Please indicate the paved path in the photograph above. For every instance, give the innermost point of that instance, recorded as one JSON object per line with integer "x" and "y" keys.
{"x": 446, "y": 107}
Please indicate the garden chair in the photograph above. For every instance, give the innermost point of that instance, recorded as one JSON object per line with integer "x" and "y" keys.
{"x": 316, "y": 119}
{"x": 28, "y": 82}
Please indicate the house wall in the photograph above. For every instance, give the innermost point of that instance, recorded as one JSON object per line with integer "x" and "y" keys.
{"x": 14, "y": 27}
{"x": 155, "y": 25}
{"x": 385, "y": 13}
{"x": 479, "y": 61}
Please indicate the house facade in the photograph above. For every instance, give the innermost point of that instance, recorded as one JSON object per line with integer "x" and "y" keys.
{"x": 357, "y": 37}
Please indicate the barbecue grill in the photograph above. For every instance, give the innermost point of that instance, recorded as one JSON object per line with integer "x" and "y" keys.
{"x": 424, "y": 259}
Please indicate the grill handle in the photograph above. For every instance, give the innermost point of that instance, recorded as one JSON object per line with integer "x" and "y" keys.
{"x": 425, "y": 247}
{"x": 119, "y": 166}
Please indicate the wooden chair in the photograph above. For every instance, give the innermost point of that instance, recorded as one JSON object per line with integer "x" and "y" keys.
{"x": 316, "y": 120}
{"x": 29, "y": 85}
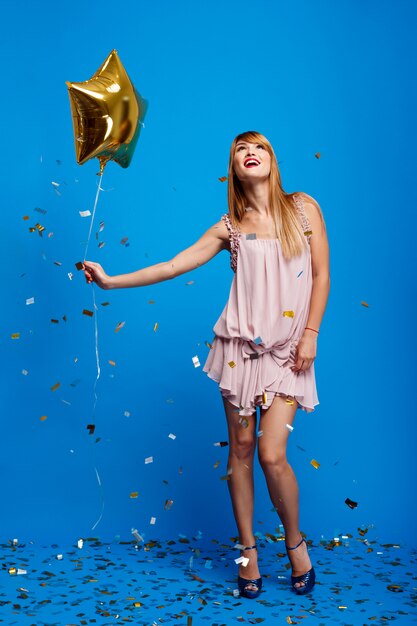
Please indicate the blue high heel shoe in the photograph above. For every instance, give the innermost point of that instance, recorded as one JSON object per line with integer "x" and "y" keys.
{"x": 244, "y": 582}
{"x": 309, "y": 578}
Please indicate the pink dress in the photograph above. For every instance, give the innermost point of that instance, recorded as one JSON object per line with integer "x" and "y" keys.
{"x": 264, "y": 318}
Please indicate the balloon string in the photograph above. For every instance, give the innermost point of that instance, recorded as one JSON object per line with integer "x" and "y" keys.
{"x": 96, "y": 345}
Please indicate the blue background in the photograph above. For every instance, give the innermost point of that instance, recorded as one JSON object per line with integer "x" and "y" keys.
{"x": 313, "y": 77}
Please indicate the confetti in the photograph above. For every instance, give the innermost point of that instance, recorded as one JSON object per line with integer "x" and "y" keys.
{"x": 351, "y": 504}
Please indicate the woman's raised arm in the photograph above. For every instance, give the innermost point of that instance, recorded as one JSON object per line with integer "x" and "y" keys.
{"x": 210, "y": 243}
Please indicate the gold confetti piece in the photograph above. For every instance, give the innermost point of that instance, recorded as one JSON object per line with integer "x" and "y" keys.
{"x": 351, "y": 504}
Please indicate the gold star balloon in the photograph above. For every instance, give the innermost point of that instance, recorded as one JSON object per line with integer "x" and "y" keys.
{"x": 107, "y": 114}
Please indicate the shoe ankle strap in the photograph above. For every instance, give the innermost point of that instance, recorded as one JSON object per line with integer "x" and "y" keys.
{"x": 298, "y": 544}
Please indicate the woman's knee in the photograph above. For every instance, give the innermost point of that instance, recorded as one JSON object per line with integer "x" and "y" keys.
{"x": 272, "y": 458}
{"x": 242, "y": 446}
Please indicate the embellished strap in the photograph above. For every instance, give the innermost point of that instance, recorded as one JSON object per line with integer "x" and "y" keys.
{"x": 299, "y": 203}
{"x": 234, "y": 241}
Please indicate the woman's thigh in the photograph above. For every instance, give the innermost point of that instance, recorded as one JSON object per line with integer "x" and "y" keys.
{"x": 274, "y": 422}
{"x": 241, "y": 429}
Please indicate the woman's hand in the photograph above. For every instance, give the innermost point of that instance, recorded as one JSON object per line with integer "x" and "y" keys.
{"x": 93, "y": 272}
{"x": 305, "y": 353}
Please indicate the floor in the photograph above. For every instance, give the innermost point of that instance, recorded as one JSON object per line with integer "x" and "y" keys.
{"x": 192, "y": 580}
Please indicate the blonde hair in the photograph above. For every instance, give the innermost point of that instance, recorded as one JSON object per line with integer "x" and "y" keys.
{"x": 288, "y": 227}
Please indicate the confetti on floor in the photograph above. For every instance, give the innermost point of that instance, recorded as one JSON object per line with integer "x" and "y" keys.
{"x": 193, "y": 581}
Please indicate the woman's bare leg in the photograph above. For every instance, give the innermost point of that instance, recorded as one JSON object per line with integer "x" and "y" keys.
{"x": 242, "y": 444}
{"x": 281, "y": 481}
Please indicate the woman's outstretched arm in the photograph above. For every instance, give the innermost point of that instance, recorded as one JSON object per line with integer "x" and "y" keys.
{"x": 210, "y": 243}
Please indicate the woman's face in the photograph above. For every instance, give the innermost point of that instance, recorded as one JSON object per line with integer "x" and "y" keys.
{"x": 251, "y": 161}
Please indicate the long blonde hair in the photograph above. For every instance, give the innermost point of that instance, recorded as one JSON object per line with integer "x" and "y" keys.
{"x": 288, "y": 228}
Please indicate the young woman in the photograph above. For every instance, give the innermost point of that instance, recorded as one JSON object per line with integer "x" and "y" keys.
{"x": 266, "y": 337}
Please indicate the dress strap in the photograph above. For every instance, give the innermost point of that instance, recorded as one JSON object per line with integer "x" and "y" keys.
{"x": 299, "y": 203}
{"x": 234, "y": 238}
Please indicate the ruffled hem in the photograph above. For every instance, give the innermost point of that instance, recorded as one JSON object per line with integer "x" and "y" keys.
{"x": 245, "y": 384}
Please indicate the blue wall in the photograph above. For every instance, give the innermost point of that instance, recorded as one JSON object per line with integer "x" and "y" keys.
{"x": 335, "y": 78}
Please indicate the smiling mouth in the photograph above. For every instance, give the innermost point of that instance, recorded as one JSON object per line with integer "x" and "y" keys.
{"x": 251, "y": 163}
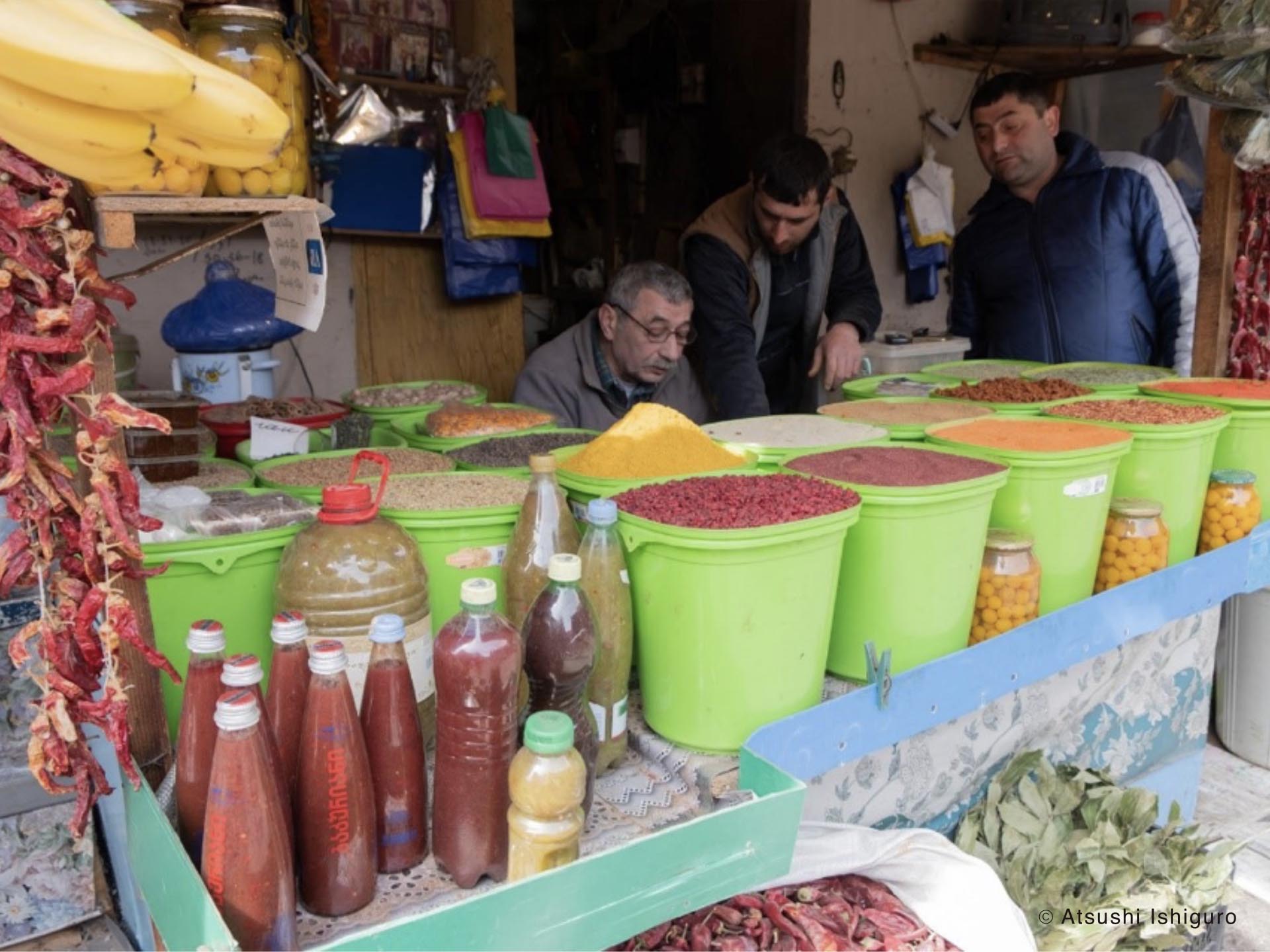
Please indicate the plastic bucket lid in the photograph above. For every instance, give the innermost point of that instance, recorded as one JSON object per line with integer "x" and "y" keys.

+--

__Task requirements__
Repeat every record above exactly. The pictures do not belong in the copy.

__Solution for this exercise__
Please indicate the paved path in the photograph above. For every instance, give the innermost point of that instance, recorded as one JSON object per line with integer "x" and "y" keys.
{"x": 446, "y": 107}
Please indicate the garden chair in the photograph above. For every instance, give the innermost point of that instance, recorded as one JSON object per line with integer "x" and "y" keys.
{"x": 316, "y": 119}
{"x": 28, "y": 82}
Please indicate the house wall in the photograph above. For every instance, give the innermost point of that instance, recorded as one JSON object per line with integer "x" and "y" keys.
{"x": 14, "y": 27}
{"x": 155, "y": 25}
{"x": 385, "y": 13}
{"x": 479, "y": 61}
Please indicate the house facade in the photograph above. For every instance, give the innermost point of that instance, recorded as one JSON object per line with integer "x" and "y" keys.
{"x": 357, "y": 37}
Please indicate the barbecue grill in the photograph above. For every instance, give the innermost point of that instance, recorded as one JSON object per line with integer "x" and "y" keys.
{"x": 424, "y": 259}
Please indicate the grill handle in the photograph above. For every instance, give the innermost point of that instance, recorded as one JSON object per line with integer "x" and "y" keys.
{"x": 425, "y": 247}
{"x": 119, "y": 166}
Please indicate the wooden chair in the photograph above. For every instance, give the innermost point of that instance, recorded as one JSON object per line with integer "x" and "y" keys.
{"x": 316, "y": 120}
{"x": 29, "y": 85}
Please indicate the blue high heel shoe in the photograph above. For every instance, give the innermost point of that instance, recorded as one JSON object per line with integer "x" and "y" keys.
{"x": 244, "y": 582}
{"x": 309, "y": 578}
Please indicate the pink dress in the photograph above. For every instance, give the innermost point of that instance, recorded as one JSON object per line with integer "x" and "y" keys.
{"x": 264, "y": 318}
Please indicate the balloon string in the photograph above. For every instance, give the innermost point of that instance, recorded as one JSON object per line with integer "x" and "y" keys.
{"x": 96, "y": 345}
Please indicate the blue background in the photograph above. For every instance, give the innermost point of that instance, recorded as one JSON object per line with integer "x" and "y" keys.
{"x": 313, "y": 77}
Please indicate the confetti in the photograph above. For every instance, give the innermost point of that instance, recorded as one JSON object per line with integer "x" and "y" keys.
{"x": 351, "y": 504}
Please indicate the woman's raised arm in the photograph above. For every instance, give the innermost point of that instance, recorded as one JSON object per line with integer "x" and "y" keys.
{"x": 210, "y": 243}
Please indicate the gold confetti piece in the photograph above. For every instance, give the innermost point of that instance, recorded as one JSON object per line with integer "x" and "y" keys.
{"x": 351, "y": 504}
Please indicate the gold star balloon in the photograph above. For every instance, give the innermost point of that instance, recorded as one JSON object per line with integer "x" and "y" keys.
{"x": 107, "y": 114}
Please indicate the shoe ankle strap in the photograph above. For every instance, give the innermost point of that instance, recorded as one JSON object per line with integer "x" and "y" keys.
{"x": 298, "y": 544}
Please indicate the woman's knee in the photograph above. For every instance, give the innermost point of that instance, recorded as one JSON object per line with integer "x" and "y" keys.
{"x": 272, "y": 458}
{"x": 242, "y": 446}
Please indicate the embellished strap in the photograph above. For every instance, give the innermost point of that instance, recorded as one JSON object per line with integer "x" and "y" keys.
{"x": 299, "y": 203}
{"x": 234, "y": 241}
Please indicate the woman's thigh in the photograph above. For every instance, give the innermost point of that instance, recorded as one JSON object per line with integer "x" and "y" keys.
{"x": 274, "y": 422}
{"x": 241, "y": 429}
Please indicate the woman's hand in the photograph above. For every instance, give the innermost point of that instance, recorded as one JSON object per line with integer "x" and "y" keys.
{"x": 93, "y": 272}
{"x": 305, "y": 353}
Please indicate the floor in the photograph above. For every instance, give the innermost point of that instance, recorded as one JSON object per line with integer "x" and "y" keys.
{"x": 192, "y": 580}
Please indicate the blonde hair in the photograph above. For every instance, give the innermost point of that instance, recorded as one JSON object per line with integer "x" and "y" keys.
{"x": 288, "y": 227}
Please indicate the confetti on floor in the photograph above. For every instance, give the innermost point of that instance, recorded as one JSON object per line with integer "x" and "y" keys.
{"x": 193, "y": 581}
Please indicate the woman's bare leg in the photograph above. For every instance, give the innermost point of that instance, recorded as one JSON object per line with integer "x" and "y" keys.
{"x": 242, "y": 444}
{"x": 281, "y": 481}
Please indicate the woman's outstretched arm in the photograph above. For every instance, give the innermost point of that instance, recorded as one JSON object per line with integer "x" and "y" keys.
{"x": 210, "y": 243}
Please indicate the woman's face in the photograph above. For every instance, give the innermost point of that instance, recorded as one JSON object per line with integer "x" and "y" keys.
{"x": 251, "y": 161}
Please indicate the long blonde hair in the photograph above. For every instance, give the innermost point of that instance, recorded as one JSON object per line with integer "x" and "y" keys.
{"x": 288, "y": 228}
Please indicate the young woman in the photograph above. For every instance, give the innermost point of that instance, recorded as one JSON object per line with integer "x" and "y" keys.
{"x": 266, "y": 337}
Please indicate the dress strap in the photograph above. For every instance, give the innermost point of that instance, recorded as one JSON object per line with integer "x" and "y" keys.
{"x": 299, "y": 203}
{"x": 234, "y": 238}
Please indicate the ruffled hem in the photograph above. For every instance, give the innermost point of that instance, recorded as one JSON object per line with integer "x" and "y" keys.
{"x": 245, "y": 384}
Please indicate the blue wall in the photograph above. For every instance, give the innermost point of that instance, recorded as one JSON object per line with integer "x" and "y" keys.
{"x": 335, "y": 78}
Please indicate the smiling mouth in the photograph above. For every instance, give the innermost point of that instance, recorded as one JSON object per line with integer "x" and "y" keys.
{"x": 251, "y": 163}
Please indicate the plastic bucket lid in the photograph above. For every instance, give the innermost point of that instance, recorded as one JSON object per line with integer "x" and "y" keys.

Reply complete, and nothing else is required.